Word for word, repeat the lines of the records from the one containing "point: arched window" through the last line, both included.
TASK INPUT start
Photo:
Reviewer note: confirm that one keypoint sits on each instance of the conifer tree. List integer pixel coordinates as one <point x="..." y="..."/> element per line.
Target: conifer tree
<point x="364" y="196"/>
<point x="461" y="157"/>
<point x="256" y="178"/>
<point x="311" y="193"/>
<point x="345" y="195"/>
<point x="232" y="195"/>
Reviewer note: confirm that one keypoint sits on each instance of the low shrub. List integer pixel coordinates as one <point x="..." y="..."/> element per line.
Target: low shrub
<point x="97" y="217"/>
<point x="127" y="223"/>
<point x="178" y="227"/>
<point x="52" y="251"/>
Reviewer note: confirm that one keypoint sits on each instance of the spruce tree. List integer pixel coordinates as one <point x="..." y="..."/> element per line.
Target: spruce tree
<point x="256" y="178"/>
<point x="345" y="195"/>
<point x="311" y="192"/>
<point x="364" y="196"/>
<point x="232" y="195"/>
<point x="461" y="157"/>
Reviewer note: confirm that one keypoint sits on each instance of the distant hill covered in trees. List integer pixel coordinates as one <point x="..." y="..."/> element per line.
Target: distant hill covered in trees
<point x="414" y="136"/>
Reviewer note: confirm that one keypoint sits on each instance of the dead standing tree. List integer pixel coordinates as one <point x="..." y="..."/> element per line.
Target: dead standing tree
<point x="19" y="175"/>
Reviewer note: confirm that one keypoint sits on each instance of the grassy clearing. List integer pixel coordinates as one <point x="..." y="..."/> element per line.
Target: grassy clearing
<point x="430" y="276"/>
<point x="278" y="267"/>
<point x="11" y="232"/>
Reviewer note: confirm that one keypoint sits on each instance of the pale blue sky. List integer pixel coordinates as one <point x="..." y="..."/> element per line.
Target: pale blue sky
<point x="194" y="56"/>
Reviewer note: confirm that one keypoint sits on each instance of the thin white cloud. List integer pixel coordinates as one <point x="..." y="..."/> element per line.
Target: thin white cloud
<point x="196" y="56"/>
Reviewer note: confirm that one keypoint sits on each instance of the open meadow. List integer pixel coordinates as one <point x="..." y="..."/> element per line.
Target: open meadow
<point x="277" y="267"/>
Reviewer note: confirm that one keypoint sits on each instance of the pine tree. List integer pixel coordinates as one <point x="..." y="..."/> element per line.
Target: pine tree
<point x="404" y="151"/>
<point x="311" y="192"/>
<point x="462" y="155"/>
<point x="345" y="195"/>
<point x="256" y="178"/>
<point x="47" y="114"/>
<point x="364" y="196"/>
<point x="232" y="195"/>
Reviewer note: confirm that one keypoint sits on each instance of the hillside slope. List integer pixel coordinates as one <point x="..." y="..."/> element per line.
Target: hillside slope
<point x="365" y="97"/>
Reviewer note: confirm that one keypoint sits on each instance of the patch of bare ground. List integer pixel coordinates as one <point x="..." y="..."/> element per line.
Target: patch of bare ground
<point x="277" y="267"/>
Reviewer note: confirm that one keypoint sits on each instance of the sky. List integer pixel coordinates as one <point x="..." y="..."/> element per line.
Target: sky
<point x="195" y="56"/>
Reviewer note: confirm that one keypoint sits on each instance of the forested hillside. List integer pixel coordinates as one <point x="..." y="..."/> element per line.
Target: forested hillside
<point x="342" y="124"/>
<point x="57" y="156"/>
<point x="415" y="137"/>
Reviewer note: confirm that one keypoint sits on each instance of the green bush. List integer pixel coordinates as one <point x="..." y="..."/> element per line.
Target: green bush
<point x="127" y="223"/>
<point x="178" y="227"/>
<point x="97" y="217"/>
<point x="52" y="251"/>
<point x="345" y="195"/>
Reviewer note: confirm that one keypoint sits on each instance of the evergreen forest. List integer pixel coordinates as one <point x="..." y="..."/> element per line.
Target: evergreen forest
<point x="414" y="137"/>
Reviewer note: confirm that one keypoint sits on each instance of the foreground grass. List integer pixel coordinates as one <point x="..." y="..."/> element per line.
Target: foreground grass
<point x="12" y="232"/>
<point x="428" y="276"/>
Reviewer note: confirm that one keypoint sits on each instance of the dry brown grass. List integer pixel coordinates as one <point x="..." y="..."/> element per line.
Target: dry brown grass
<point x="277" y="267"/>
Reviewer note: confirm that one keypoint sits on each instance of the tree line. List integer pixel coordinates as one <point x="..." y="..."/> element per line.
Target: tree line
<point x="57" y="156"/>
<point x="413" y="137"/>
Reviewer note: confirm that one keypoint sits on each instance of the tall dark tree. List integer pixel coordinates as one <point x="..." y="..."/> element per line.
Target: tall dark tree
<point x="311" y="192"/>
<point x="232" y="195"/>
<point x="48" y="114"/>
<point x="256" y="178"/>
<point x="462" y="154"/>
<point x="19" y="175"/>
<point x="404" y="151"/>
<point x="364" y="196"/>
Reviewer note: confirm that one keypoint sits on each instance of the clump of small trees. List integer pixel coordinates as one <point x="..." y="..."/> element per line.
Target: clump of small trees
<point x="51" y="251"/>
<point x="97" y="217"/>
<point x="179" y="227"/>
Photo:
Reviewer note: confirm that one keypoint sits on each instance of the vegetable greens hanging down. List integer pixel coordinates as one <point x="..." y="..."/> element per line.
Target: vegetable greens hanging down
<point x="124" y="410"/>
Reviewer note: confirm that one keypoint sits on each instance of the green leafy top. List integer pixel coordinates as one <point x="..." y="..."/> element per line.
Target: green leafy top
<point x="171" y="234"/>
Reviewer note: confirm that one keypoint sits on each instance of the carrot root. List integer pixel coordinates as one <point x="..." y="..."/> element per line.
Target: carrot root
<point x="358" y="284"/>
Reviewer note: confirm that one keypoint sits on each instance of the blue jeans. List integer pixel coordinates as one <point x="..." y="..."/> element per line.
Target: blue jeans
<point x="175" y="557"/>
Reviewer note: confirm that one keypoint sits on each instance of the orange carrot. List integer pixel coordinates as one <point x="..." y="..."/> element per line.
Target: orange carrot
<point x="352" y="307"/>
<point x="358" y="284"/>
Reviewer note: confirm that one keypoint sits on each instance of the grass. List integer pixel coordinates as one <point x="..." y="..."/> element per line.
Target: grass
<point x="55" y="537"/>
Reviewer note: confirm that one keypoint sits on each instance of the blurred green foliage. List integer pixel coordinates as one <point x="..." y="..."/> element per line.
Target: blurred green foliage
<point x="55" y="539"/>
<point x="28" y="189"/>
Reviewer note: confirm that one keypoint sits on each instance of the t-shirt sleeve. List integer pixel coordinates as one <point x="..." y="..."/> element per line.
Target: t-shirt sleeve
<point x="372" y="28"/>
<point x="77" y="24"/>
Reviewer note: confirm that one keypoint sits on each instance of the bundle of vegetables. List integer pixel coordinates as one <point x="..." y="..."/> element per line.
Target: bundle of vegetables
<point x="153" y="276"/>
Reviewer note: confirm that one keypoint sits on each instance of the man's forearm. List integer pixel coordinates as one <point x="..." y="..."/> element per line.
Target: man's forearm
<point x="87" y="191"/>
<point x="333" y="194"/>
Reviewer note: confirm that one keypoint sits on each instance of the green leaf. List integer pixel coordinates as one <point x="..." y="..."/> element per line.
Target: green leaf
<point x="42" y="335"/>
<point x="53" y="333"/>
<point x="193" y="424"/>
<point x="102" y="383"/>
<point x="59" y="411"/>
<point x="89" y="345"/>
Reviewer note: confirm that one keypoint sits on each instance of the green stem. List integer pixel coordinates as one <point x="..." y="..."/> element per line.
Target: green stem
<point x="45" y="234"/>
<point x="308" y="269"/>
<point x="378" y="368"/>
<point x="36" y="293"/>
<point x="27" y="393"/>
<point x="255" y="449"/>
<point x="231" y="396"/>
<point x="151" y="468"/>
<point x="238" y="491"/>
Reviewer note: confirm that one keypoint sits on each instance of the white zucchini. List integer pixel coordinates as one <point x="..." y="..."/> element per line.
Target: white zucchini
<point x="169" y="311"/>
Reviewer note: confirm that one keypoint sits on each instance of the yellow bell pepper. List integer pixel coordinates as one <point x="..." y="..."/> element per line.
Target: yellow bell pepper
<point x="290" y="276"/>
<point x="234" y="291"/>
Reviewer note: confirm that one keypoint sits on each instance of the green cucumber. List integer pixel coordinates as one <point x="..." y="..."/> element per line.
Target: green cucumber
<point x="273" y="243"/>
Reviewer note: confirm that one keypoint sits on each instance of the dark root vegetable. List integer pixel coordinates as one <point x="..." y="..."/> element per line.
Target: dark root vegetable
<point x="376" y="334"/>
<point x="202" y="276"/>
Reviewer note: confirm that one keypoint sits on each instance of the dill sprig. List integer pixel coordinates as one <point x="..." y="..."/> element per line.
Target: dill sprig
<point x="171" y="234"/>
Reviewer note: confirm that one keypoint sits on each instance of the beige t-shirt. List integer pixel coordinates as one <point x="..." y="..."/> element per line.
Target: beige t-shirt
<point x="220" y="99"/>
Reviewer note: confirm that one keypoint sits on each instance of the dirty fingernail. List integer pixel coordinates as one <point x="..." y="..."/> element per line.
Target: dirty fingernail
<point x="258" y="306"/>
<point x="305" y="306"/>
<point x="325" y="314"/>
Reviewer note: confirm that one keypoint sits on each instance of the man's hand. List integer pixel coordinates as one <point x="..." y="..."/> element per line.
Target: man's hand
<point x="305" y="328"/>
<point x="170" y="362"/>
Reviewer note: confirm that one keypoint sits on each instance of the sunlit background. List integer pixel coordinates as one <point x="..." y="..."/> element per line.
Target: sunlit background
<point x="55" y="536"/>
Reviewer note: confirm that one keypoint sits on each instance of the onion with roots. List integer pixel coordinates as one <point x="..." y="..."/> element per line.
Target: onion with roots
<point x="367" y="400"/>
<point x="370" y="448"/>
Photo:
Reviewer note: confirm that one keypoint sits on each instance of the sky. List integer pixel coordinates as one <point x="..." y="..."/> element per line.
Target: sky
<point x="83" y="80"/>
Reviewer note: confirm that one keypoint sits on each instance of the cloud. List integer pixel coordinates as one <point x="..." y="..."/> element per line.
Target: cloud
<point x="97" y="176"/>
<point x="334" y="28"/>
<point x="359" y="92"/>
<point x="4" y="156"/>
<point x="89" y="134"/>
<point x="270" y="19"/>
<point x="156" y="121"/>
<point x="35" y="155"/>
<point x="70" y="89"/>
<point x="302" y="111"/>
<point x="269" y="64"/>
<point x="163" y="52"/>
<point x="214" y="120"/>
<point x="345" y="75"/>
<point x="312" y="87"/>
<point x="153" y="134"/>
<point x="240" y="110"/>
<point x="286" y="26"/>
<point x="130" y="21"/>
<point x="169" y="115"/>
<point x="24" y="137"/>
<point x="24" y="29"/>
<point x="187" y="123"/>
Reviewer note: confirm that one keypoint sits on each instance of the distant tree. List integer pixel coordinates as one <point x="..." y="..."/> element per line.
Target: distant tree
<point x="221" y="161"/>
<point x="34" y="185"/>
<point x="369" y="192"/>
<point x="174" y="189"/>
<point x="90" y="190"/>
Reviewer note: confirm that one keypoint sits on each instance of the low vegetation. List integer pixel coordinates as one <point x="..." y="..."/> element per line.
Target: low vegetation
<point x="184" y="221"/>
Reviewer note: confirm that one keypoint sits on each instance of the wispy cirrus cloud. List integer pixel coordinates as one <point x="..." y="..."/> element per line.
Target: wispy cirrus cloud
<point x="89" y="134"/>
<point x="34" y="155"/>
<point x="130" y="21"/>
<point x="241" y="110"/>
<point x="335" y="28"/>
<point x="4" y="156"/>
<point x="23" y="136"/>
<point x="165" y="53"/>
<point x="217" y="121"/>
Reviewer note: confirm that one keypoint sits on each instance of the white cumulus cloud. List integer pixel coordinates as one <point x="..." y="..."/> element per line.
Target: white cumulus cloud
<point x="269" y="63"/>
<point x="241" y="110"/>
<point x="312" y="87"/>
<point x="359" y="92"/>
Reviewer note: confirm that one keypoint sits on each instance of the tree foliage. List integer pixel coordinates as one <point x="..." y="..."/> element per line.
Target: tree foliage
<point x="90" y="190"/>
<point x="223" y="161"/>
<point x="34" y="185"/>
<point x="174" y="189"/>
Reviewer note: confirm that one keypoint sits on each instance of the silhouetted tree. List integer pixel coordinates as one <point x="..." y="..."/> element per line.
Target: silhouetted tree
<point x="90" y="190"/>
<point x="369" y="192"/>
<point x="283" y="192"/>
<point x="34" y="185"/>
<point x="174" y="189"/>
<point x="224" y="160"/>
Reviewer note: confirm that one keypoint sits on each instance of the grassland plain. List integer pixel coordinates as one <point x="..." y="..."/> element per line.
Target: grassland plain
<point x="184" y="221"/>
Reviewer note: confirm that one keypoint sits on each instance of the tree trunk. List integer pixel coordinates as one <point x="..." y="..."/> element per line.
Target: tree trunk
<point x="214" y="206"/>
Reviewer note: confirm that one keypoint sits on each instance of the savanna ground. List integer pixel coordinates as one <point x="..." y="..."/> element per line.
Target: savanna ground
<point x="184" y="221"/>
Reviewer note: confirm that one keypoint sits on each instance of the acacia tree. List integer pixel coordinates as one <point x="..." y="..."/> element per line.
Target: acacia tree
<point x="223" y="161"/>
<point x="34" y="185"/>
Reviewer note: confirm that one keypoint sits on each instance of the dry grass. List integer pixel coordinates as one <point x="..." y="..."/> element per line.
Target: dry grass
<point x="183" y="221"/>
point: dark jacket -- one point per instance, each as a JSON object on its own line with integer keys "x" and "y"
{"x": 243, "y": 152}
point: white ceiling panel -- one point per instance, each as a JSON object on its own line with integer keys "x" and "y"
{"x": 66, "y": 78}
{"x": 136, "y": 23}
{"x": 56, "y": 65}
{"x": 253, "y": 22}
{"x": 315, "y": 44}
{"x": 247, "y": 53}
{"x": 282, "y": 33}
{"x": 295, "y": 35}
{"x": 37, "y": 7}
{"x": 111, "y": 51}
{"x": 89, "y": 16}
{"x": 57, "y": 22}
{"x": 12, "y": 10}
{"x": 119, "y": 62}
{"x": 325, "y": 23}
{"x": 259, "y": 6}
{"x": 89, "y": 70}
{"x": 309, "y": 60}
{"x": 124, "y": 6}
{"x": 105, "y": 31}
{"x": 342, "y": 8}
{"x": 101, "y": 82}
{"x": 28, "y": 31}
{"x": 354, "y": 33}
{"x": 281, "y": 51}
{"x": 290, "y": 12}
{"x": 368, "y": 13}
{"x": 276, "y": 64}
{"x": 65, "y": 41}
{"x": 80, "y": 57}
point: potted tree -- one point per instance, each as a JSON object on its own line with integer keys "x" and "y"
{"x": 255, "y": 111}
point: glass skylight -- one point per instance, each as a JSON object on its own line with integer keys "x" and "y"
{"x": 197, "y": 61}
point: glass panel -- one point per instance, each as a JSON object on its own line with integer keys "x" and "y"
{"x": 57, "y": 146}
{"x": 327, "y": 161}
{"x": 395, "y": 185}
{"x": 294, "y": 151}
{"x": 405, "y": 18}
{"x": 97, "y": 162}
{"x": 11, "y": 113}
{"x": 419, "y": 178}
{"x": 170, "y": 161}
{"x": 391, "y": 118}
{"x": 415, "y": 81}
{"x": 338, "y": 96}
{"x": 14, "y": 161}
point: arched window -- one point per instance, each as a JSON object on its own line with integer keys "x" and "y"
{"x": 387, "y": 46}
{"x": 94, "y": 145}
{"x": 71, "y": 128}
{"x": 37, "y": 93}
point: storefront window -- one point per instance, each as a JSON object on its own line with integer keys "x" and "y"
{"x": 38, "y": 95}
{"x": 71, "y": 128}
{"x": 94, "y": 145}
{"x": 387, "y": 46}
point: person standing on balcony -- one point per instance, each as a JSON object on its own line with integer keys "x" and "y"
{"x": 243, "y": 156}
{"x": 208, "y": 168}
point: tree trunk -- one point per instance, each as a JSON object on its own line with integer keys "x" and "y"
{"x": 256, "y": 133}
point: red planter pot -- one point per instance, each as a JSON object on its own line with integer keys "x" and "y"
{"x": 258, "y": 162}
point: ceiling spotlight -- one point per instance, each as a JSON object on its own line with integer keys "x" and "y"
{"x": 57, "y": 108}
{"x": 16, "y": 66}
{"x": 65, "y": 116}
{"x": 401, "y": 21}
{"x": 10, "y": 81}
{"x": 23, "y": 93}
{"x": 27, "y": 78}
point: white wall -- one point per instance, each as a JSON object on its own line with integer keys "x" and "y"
TASK INPUT end
THE REPLY:
point: arched window -- one point per instance, each as a JSON object on its own line with integer keys "x" and "y"
{"x": 387, "y": 46}
{"x": 94, "y": 145}
{"x": 71, "y": 128}
{"x": 37, "y": 93}
point: storefront window -- one point per instance, each as a JSON object on its own line with integer keys "x" and "y"
{"x": 38, "y": 95}
{"x": 71, "y": 128}
{"x": 94, "y": 145}
{"x": 387, "y": 46}
point: person standing on balcony -- one point per instance, each as a JSON object on its own line with integer keys "x" and "y"
{"x": 243, "y": 156}
{"x": 208, "y": 168}
point: tree trunk -- one point per instance, each as a JSON object on its own line with integer keys "x" and "y"
{"x": 256, "y": 133}
point: red planter pot -- one point per instance, each as a JSON object on its own line with integer keys "x" and "y"
{"x": 258, "y": 162}
point: ceiling spotlight -- one point per instance, each as a JSON object on its own line with integer keys "x" and "y"
{"x": 57, "y": 108}
{"x": 16, "y": 66}
{"x": 65, "y": 116}
{"x": 401, "y": 21}
{"x": 10, "y": 81}
{"x": 23, "y": 93}
{"x": 27, "y": 78}
point: white wall -- one point per instance, each as a JSON object on its own line with integer keys "x" and "y"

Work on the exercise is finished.